Lôbo’s Audivi vocem de caelo, written for six voices, is one of the most admired and frequently performed and recorded works of Portuguese polyphony. Audivi is one of only two of Lôbo’s motets that have survived to the present day. If this was his typical motet, then it is a great tragedy that more have not survived. Lôbo's Missa Vox clamantis was published in the 1639 Book of Masses and was based on a motet of the same scoring presumed to have been lost in the 1755 earthquake. The mass setting is scored for six voices (SSAATB) and shows a combination of contrapuntal techniques of the late Renaissance and homophonic declamatory devices from the Baroque. 



Lôbo was a contemporary of Cardoso, who must have been a close colleague in Evora and Lisbon. In the early 1620s Cardoso was resident at the ducal household of Vila Viçosa, where he met the Duke of Barcelos, who later became King John IV. King John IV—nicknamed John the Restorer—was a patron of music and the arts, a writer on music, and a composer. During his reign, he collected one of the largest libraries in the world, which was sadly also destroyed in the Lisbon earthquake. His surviving writings on music include a defense of Palestrina and a Defense of Modern Music. Cardoso was widely published, thanks to the help of King John IV, who helped fund his publication.  

Cardoso
Three books of masses by Cardoso survive, their contents based on motets by King John IV himself and Palestrina. Many of Cardoso’s works—particularly the polychoral compositions, which were probably the most progressive—also perished in the Lisbon earthquake. Cardoso’s music ignores the Baroque idiom and is more similar to Spanish composer Tomás Luis de Victoria. Cardoso treats dissonance carefully and employs the occasional polychoral writing and frequent cross-relations.

Cardoso’s Lamentatio, setting of the Lamentations for six voices, was published in the collection of Livro de Vários Motetes (Book of Various Motets) in 1648. It was his last work to be printed, two years before his death. Cardoso uses descending suspensions and chromatic movement to create tension and, like Lôbo, clever turns of phrases in this setting of the second lesson at Matins Office for Maundy Thursday.



Cardoso’s Missa pro defunctis (Requiem Mass) is evocative of Victoria’s own six-part Requiem Mass. Both composers place the chant in one of the Soprano parts rather than the usual tenor—a key characteristic of Portuguese polyphony. Both settings begin in very similar ways, but Cardoso quickly demonstrates his own harmonic language in the first phrase as he approaches an augmented chord, firmly placing his style well after Victoria’s time.

SET PROBLEM:
Decide whether each statement agrees with the passage on Lôbo and Cardoso above, answering yes or no and quoting the words from the passage that settle it. (a) Lôbo's Missa Vox clamantis is scored for six voices. (b) Cardoso's Lamentatio was first printed after his death. (c) King John IV's library survived the Lisbon earthquake. The lines after this sentence are unrelated to the passage on Lôbo and Cardoso.

INFORMATION SHOWN:
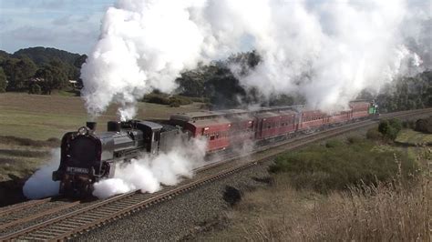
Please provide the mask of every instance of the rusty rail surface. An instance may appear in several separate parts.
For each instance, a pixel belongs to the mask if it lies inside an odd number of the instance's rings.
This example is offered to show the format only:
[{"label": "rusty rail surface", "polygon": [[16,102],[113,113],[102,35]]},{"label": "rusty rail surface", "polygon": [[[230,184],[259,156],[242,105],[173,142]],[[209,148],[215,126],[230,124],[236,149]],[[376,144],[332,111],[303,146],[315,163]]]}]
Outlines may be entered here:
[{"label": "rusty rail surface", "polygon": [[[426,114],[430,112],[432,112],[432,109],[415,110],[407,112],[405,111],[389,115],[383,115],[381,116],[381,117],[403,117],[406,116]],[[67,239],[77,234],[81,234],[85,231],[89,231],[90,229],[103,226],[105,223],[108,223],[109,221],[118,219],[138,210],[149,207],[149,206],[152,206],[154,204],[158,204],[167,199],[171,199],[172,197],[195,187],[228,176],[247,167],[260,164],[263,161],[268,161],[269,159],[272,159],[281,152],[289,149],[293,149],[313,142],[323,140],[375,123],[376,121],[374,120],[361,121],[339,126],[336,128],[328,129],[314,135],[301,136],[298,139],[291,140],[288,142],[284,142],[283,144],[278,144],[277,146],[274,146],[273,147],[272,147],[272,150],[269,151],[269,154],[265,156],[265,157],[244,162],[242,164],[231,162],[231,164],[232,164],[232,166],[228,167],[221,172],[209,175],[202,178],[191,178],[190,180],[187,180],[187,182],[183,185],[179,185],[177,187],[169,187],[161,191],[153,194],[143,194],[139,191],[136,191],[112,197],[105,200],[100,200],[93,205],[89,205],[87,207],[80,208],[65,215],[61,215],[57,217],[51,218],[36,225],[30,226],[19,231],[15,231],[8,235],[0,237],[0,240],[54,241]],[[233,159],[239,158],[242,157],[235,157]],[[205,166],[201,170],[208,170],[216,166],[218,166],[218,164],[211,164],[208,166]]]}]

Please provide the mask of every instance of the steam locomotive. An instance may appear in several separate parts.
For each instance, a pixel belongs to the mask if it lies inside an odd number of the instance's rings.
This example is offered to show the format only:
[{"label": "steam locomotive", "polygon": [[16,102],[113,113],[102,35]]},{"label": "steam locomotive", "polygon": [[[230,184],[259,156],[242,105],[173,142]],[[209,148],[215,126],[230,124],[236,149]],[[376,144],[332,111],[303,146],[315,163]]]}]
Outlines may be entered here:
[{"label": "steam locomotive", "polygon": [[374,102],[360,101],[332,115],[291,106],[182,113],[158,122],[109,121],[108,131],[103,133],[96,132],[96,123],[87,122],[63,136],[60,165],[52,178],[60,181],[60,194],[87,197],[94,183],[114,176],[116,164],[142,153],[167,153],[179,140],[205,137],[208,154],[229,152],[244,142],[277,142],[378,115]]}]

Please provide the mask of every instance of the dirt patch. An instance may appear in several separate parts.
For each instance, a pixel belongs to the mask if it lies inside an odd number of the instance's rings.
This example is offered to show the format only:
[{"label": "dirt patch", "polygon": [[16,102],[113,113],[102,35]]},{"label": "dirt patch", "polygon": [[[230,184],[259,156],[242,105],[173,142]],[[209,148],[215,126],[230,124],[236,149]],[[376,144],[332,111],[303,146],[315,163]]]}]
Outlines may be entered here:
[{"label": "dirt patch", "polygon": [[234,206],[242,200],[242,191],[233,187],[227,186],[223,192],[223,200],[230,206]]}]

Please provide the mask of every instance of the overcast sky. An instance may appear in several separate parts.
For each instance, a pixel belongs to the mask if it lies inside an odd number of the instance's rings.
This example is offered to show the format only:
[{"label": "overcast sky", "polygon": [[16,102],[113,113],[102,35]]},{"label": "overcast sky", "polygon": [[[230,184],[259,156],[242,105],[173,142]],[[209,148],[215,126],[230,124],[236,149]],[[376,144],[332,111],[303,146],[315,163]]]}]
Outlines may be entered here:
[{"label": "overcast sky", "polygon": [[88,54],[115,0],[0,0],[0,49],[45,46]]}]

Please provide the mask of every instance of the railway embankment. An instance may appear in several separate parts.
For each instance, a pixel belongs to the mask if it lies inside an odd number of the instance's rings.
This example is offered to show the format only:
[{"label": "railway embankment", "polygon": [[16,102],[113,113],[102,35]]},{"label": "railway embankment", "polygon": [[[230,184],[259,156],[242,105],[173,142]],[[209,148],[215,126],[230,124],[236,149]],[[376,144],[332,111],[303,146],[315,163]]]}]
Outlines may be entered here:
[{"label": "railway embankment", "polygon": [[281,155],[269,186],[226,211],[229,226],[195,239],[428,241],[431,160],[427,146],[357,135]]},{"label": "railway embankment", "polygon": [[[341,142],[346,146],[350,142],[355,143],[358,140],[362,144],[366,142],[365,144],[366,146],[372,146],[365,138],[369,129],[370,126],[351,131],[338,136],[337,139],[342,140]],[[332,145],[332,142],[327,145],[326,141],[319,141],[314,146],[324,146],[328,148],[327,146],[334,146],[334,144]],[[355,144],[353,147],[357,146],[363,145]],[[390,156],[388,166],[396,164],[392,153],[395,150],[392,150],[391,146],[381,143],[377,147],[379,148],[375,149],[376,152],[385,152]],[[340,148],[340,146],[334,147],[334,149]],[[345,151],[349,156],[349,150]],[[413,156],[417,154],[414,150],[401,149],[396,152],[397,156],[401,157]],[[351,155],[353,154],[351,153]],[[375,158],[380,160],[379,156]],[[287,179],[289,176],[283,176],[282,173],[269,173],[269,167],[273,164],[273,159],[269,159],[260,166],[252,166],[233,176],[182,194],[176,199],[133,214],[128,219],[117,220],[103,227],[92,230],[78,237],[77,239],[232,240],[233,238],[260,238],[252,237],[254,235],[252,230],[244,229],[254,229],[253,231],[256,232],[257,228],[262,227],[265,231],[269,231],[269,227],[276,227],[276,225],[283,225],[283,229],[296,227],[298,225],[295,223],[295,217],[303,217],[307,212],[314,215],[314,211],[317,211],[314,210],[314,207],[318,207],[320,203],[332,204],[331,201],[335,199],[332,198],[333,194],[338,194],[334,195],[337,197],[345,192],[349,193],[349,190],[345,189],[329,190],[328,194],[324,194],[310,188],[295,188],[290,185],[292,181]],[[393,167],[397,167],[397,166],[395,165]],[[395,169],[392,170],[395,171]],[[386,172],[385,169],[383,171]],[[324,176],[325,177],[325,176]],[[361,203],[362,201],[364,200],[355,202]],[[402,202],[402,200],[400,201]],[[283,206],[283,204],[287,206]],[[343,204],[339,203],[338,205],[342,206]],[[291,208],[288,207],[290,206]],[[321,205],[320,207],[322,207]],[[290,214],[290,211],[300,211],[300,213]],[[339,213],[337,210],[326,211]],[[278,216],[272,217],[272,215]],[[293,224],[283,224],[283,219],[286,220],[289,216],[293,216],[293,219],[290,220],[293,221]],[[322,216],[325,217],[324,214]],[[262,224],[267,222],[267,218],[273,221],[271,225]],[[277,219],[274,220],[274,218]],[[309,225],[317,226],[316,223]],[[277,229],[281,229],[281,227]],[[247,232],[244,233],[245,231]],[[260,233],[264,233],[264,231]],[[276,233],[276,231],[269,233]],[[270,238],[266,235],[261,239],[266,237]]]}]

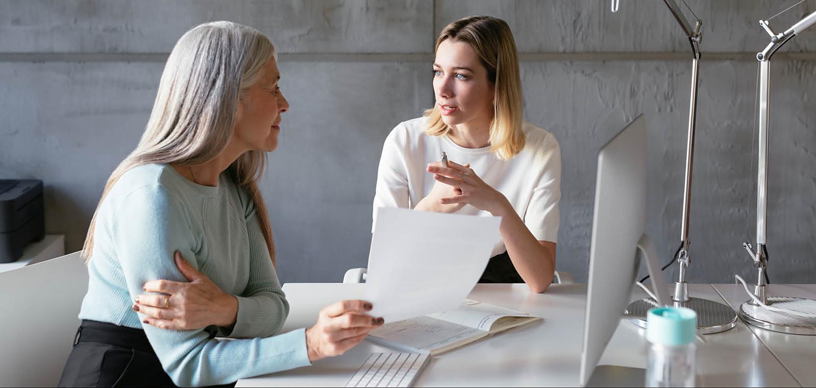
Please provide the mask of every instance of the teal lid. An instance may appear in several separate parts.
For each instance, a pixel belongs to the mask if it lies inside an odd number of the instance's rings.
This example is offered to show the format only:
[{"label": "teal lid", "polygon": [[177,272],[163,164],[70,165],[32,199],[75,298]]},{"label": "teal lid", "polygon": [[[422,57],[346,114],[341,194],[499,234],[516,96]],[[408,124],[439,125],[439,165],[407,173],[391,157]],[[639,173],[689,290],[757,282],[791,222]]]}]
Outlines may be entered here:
==
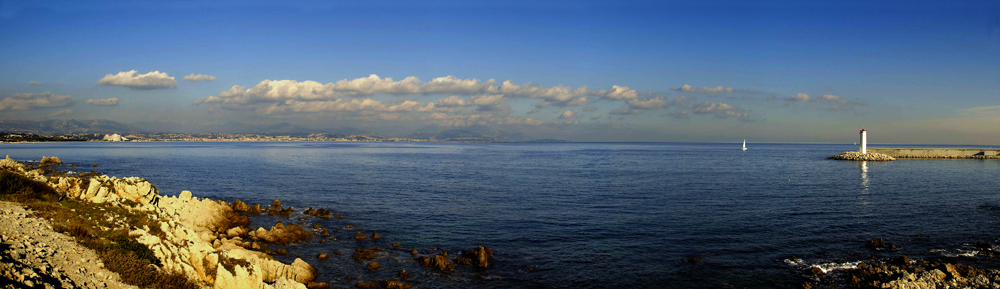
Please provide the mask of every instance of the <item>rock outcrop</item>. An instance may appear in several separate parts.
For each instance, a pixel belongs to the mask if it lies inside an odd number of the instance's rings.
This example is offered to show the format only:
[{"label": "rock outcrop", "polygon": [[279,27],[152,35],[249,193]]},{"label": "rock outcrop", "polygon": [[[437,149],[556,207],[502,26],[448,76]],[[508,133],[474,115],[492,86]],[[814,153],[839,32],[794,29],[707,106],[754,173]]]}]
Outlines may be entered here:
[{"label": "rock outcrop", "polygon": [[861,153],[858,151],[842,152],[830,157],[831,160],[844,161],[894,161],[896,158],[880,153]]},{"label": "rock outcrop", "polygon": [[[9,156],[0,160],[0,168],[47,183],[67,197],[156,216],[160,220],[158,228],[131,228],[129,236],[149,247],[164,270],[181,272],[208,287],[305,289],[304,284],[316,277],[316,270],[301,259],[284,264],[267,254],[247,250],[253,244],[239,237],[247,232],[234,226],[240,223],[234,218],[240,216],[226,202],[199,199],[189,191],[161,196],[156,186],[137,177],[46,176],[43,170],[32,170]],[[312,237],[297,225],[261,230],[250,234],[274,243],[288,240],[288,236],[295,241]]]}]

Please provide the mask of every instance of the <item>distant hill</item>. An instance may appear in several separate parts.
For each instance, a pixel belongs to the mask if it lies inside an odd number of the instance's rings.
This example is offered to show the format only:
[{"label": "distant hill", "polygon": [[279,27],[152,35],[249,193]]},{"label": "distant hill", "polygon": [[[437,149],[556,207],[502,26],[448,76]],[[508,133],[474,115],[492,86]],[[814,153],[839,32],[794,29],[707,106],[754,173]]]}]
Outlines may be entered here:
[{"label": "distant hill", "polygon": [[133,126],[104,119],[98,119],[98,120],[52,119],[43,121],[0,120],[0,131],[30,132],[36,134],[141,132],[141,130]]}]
* * *
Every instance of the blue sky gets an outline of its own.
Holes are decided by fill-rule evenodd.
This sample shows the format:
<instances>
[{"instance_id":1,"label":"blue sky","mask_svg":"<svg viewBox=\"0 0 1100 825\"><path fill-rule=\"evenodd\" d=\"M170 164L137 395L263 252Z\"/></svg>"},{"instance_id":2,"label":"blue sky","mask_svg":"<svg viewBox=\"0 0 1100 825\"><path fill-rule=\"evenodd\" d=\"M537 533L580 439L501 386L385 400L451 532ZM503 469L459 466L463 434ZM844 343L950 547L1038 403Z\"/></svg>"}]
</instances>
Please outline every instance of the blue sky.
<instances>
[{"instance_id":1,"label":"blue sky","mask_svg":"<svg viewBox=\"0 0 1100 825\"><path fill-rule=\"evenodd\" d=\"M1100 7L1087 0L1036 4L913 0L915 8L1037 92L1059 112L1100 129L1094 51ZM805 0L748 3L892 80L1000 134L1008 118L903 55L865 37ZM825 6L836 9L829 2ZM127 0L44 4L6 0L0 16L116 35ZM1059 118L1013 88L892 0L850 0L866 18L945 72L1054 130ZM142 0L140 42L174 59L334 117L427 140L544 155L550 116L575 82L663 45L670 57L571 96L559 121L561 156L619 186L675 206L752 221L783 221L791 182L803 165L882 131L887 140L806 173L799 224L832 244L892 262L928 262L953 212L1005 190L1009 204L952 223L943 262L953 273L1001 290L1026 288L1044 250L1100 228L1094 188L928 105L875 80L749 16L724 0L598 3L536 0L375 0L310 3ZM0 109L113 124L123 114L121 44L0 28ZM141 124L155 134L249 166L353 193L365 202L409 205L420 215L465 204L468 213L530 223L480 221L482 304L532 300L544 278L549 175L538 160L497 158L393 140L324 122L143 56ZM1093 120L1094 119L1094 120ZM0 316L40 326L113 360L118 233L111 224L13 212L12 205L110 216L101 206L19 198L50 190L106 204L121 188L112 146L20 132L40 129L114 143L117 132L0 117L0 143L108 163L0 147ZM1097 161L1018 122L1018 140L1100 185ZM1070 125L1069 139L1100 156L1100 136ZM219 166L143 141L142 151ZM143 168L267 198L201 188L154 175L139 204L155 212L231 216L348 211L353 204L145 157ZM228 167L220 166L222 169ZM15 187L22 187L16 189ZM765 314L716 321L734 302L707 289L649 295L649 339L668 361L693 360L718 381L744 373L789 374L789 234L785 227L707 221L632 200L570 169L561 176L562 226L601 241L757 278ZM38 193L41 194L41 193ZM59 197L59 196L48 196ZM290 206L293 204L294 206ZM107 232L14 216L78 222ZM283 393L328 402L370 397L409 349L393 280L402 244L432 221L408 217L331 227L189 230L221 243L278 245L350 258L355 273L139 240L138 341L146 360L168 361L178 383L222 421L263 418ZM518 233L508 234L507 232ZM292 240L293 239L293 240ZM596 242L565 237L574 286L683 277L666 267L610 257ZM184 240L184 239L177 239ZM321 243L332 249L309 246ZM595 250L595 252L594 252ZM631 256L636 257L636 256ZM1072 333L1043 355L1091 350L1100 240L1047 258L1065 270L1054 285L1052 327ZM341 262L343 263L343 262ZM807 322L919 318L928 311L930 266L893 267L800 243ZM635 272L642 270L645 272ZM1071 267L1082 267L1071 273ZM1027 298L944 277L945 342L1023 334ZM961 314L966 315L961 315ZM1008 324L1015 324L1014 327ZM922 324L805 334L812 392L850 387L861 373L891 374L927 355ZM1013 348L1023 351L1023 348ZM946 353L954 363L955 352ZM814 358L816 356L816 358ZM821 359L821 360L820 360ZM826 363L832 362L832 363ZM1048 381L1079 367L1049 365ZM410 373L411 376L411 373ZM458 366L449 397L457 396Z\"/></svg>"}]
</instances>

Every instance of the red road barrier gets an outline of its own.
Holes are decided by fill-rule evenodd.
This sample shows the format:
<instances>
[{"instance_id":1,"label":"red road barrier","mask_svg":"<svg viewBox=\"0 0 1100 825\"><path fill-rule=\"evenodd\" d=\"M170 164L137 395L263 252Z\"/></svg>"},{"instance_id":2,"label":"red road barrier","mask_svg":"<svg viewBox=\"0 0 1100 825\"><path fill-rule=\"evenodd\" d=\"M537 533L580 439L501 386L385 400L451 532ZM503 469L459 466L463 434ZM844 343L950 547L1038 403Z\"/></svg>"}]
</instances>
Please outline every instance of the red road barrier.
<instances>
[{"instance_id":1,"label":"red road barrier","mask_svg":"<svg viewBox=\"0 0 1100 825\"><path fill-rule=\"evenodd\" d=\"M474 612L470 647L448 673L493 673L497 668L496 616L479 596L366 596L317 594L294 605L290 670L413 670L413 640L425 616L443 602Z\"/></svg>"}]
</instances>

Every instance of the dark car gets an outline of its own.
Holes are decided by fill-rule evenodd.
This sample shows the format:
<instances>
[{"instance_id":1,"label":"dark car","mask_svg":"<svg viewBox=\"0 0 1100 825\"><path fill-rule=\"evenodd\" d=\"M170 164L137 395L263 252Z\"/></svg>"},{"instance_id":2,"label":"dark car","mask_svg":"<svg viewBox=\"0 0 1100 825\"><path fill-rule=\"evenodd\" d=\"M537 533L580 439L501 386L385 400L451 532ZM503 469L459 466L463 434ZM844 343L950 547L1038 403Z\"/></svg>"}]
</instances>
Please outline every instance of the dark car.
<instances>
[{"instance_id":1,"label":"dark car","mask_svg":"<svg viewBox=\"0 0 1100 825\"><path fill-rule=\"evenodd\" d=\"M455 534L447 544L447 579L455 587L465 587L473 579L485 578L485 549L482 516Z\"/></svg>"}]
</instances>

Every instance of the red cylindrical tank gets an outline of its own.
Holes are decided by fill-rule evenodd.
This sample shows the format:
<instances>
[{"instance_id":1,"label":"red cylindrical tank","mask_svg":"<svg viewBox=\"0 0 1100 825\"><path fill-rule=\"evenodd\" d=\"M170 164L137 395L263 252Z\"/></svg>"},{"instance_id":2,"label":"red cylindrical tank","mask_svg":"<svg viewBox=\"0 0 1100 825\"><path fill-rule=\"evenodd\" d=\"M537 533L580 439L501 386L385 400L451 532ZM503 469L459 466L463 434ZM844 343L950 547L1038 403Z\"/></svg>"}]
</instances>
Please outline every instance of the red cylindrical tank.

ANSWER TO THIS PROBLEM:
(a) Yes: "The mass setting is scored for six voices (SSAATB)"
(b) No: "It was his last work to be printed, two years before his death."
(c) No: "which was sadly also destroyed in the Lisbon earthquake"